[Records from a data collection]
Start of Block
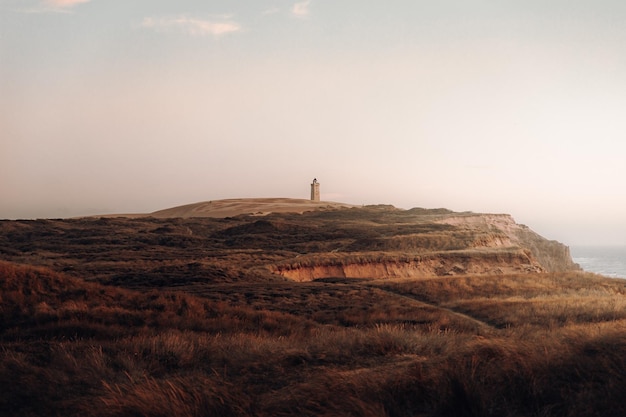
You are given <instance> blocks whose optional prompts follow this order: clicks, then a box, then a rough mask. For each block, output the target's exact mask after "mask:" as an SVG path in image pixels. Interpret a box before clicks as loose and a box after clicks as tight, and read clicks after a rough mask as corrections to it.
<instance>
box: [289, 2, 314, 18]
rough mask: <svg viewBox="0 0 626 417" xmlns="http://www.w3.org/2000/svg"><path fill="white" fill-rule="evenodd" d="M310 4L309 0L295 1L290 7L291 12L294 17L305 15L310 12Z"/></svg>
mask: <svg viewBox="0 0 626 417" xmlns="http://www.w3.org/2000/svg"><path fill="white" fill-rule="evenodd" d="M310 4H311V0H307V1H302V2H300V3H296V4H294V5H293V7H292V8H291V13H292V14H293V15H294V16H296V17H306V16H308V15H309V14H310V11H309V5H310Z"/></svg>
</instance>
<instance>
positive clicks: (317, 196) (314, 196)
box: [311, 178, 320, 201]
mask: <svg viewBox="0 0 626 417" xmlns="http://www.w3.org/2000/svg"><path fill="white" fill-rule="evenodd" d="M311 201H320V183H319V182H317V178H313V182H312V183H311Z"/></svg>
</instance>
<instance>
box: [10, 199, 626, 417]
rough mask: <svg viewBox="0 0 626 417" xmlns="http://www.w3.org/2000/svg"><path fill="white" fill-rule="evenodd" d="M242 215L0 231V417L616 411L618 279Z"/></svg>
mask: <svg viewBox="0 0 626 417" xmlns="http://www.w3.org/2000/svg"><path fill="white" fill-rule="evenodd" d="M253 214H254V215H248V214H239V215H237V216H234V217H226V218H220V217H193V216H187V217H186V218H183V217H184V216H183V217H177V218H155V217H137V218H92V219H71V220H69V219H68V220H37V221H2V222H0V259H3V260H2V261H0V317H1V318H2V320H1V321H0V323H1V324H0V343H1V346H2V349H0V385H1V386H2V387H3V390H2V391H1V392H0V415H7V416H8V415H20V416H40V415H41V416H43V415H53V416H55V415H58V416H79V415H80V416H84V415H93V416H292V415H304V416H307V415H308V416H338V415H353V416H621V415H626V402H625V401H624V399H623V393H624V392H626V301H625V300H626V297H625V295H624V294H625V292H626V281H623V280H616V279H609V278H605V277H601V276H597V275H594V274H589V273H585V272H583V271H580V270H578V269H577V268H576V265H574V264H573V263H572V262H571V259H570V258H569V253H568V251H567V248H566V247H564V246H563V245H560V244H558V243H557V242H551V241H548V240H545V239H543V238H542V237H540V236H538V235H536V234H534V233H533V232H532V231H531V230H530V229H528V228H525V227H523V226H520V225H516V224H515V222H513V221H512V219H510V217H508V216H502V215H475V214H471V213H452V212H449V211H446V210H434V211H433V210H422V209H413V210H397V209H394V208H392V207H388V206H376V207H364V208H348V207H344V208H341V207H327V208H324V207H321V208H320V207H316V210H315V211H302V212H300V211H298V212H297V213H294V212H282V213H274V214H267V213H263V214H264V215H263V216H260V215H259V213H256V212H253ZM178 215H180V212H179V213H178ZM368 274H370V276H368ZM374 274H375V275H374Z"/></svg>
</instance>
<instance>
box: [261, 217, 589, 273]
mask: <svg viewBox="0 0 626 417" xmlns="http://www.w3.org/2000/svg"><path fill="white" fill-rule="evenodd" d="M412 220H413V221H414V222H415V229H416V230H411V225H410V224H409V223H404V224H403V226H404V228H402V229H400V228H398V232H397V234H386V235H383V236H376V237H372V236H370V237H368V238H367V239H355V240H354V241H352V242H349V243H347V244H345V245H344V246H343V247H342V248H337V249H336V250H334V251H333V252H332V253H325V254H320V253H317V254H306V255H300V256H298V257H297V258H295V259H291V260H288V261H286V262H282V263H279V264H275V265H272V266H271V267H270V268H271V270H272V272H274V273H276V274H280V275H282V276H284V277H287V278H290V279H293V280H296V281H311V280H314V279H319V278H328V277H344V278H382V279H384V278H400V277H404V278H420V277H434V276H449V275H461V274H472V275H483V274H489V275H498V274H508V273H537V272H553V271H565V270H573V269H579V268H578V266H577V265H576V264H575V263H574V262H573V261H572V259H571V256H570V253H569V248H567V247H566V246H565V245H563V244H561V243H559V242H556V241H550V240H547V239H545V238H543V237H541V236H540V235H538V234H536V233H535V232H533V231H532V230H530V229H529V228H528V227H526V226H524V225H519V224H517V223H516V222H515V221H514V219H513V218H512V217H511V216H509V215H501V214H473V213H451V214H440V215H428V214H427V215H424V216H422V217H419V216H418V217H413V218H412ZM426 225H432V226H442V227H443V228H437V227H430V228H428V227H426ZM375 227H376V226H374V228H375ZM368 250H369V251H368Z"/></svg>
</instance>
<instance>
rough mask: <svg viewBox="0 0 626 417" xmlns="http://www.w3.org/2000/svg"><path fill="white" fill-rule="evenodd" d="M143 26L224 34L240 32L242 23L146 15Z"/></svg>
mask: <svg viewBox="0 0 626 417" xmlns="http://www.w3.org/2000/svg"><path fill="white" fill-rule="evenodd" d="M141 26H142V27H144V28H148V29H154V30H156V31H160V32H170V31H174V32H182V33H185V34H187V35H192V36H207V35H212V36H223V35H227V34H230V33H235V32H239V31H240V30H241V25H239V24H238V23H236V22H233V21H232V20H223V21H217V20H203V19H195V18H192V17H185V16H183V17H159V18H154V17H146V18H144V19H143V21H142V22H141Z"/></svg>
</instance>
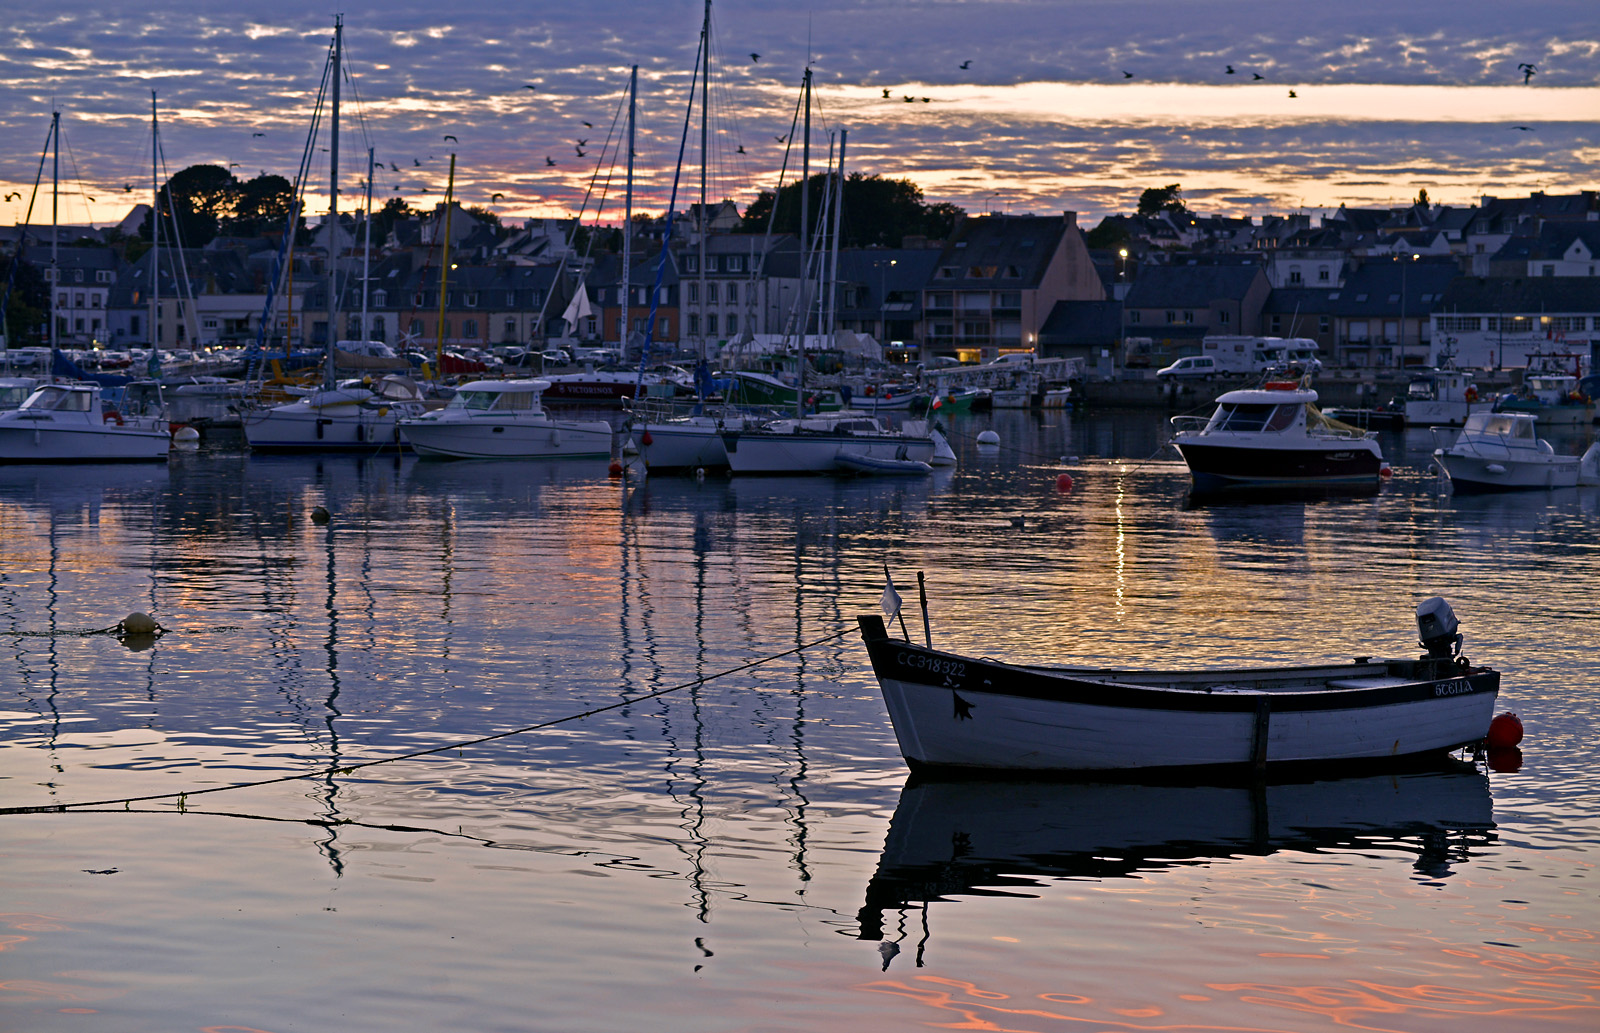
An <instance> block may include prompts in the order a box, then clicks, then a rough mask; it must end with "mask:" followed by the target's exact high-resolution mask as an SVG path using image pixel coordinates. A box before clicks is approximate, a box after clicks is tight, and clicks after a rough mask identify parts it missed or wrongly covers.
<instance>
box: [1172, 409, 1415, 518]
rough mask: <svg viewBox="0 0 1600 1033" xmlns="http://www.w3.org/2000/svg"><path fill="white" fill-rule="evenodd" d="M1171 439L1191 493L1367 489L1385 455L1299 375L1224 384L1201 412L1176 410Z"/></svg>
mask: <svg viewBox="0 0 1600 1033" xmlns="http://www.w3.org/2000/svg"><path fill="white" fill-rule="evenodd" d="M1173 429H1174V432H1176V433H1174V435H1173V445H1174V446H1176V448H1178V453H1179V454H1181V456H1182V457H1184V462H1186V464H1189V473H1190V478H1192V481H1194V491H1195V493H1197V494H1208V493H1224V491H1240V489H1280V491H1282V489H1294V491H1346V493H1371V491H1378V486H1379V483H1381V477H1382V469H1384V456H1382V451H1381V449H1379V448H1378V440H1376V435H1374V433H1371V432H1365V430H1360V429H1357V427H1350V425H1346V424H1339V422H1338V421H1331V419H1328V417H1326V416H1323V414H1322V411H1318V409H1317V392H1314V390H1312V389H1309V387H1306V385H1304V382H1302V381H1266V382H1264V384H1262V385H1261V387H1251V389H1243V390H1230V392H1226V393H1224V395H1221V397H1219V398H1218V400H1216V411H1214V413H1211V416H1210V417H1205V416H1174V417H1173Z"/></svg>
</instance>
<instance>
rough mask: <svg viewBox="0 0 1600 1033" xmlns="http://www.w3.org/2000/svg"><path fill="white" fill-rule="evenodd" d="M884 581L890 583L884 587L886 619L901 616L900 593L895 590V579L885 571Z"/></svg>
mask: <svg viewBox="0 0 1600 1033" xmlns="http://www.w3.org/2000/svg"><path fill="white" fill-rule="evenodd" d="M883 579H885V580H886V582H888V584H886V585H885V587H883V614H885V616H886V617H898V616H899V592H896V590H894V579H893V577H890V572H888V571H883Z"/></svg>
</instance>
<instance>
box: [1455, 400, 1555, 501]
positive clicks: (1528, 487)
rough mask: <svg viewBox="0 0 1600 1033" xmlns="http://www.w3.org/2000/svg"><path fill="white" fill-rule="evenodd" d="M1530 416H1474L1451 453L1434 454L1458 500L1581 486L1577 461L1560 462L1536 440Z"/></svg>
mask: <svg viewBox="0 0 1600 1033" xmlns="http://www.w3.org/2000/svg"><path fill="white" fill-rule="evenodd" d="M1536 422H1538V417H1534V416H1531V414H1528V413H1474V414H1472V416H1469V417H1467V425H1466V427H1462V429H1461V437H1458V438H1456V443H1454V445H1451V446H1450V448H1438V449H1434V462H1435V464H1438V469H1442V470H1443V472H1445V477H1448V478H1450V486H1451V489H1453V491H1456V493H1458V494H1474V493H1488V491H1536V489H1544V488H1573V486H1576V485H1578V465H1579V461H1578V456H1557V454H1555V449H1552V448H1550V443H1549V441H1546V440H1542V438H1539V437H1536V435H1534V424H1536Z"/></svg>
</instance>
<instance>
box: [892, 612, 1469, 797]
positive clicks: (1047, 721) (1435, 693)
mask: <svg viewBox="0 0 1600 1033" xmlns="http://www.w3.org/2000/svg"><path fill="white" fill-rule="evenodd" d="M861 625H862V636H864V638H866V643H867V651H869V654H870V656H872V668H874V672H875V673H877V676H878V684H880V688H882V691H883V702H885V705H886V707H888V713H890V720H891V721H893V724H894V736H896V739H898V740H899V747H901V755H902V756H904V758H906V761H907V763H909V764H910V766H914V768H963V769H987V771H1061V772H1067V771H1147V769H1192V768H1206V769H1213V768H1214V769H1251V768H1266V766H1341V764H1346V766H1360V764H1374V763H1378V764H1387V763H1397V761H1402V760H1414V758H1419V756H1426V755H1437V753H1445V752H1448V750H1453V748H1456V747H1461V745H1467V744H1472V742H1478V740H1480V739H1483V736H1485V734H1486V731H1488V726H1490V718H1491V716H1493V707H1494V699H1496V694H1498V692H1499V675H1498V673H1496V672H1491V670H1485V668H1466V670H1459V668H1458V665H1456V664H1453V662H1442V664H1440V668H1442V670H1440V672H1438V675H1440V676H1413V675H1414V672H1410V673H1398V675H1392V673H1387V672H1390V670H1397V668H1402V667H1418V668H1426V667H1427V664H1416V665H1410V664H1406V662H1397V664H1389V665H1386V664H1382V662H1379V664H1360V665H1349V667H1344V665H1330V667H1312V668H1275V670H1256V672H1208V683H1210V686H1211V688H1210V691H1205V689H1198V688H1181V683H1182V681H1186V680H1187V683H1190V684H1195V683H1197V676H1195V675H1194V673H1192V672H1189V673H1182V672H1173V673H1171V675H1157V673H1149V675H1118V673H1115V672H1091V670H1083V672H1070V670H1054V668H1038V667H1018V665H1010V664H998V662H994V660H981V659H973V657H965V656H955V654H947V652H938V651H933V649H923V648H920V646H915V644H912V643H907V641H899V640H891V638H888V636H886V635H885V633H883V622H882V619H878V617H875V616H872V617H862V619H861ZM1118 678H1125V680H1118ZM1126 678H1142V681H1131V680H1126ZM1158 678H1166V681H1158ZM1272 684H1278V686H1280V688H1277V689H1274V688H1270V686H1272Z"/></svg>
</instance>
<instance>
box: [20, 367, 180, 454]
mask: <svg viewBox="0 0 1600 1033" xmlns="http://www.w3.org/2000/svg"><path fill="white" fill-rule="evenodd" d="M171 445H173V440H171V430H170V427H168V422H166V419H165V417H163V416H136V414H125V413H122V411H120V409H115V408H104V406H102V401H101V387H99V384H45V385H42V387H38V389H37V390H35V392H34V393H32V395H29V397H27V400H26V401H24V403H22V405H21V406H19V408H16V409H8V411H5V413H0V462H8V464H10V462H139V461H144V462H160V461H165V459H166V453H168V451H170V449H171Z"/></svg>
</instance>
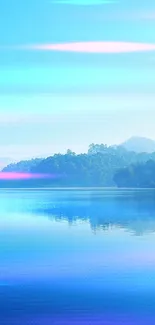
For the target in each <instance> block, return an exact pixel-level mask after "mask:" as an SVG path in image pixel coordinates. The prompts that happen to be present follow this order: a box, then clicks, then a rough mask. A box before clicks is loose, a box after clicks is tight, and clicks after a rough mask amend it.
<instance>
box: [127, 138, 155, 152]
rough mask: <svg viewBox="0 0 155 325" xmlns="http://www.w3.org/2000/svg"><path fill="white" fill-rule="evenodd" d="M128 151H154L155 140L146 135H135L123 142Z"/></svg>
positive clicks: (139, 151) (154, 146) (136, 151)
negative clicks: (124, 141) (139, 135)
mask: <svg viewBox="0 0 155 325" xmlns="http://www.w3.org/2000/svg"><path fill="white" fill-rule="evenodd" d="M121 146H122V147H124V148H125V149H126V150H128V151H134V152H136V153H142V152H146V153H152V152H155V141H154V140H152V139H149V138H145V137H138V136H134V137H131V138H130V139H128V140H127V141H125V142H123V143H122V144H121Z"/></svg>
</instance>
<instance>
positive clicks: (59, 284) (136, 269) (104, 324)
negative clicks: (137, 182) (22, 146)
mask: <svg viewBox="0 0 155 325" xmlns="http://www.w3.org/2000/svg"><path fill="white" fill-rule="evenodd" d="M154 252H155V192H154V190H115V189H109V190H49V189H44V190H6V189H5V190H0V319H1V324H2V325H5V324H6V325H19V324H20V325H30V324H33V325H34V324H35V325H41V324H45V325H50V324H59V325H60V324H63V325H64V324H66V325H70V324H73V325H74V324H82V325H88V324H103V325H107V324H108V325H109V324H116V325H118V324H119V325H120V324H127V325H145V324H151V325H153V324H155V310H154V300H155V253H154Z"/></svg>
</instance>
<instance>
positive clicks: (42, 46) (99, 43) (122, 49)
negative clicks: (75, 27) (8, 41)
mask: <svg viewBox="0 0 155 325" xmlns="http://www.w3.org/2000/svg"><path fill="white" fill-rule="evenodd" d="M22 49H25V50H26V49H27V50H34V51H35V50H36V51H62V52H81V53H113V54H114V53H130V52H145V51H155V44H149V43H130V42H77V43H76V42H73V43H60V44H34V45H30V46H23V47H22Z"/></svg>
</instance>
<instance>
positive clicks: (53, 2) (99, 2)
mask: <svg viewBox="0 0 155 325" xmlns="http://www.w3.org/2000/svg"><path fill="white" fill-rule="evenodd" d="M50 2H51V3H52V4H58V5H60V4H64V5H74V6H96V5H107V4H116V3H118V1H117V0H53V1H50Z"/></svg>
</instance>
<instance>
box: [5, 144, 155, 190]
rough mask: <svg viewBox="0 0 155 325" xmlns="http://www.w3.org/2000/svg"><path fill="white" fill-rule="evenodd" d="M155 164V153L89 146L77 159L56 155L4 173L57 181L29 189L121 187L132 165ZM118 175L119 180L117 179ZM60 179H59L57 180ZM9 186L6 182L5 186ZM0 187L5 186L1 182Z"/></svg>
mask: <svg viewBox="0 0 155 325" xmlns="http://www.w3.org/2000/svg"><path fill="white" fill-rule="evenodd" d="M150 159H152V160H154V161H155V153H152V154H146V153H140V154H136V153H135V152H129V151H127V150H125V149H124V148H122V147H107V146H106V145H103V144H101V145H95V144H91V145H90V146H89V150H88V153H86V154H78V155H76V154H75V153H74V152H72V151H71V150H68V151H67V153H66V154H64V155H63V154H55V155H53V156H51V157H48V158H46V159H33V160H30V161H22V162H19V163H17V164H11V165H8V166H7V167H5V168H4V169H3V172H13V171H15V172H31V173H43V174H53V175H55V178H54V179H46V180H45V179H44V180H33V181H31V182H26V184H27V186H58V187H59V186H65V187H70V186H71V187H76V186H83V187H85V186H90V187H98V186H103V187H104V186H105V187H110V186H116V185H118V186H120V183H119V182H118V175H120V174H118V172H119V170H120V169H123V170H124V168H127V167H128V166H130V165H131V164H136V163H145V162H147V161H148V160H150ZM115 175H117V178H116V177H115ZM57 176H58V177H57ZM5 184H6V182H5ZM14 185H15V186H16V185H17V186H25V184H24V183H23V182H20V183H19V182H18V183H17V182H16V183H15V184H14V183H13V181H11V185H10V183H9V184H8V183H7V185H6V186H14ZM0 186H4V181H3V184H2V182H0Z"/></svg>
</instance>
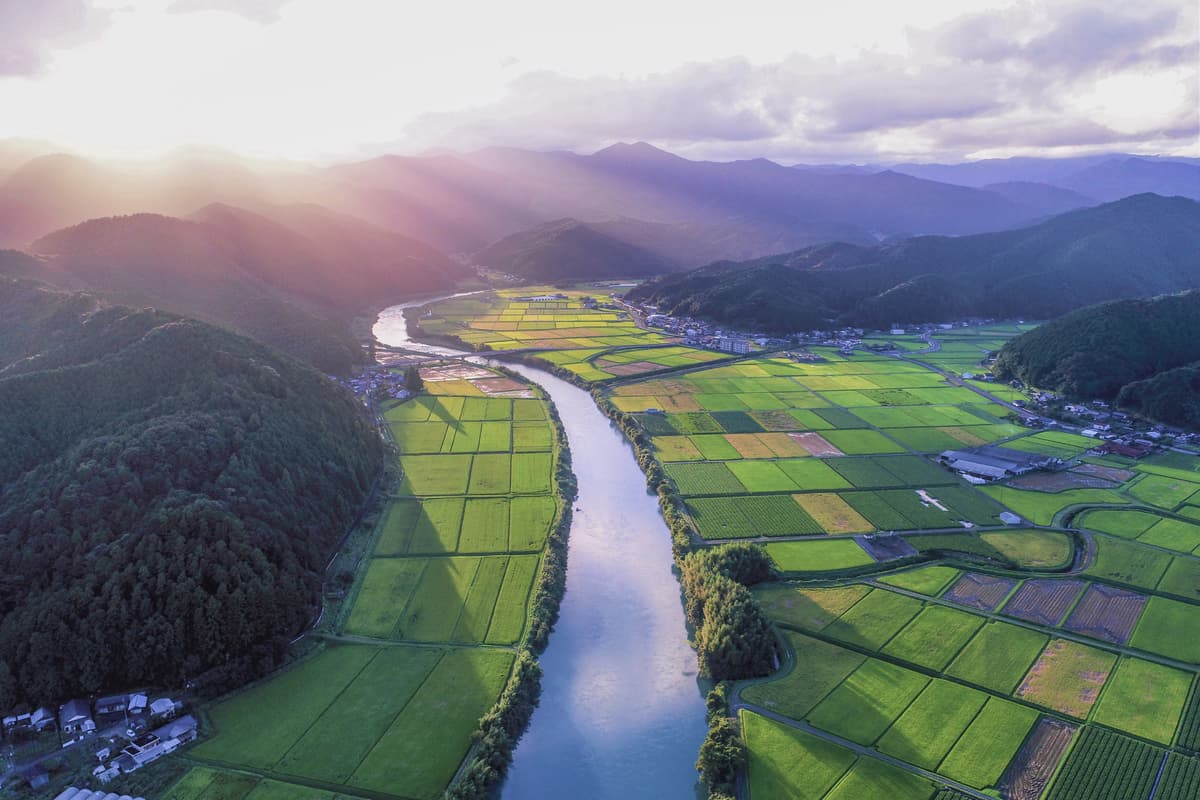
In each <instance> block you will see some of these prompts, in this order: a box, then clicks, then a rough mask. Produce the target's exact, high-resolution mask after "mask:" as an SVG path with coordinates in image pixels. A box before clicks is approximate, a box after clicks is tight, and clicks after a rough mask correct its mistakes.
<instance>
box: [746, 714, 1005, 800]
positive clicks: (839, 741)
End of Block
DIRECTIONS:
Write out the material word for word, from its start up to and including the line that contains "4L309 0L295 1L290". Leave the pictures out of your answer.

RESULT OF THE TASK:
You are given <instance> blocks whose optional prompts follow this order: clicks, then a box, then a rough mask. For each block, output the target's exact mask after "mask:" as an SVG path in image pixels. Interpret a box before clicks as loose and a box after clicks as tight, and read clicks after a rough mask as corrections to it.
<instance>
box: [289, 2, 314, 18]
rough mask: <svg viewBox="0 0 626 417" xmlns="http://www.w3.org/2000/svg"><path fill="white" fill-rule="evenodd" d="M310 4L309 0L295 1L290 7L291 12L294 17L305 15L310 12Z"/></svg>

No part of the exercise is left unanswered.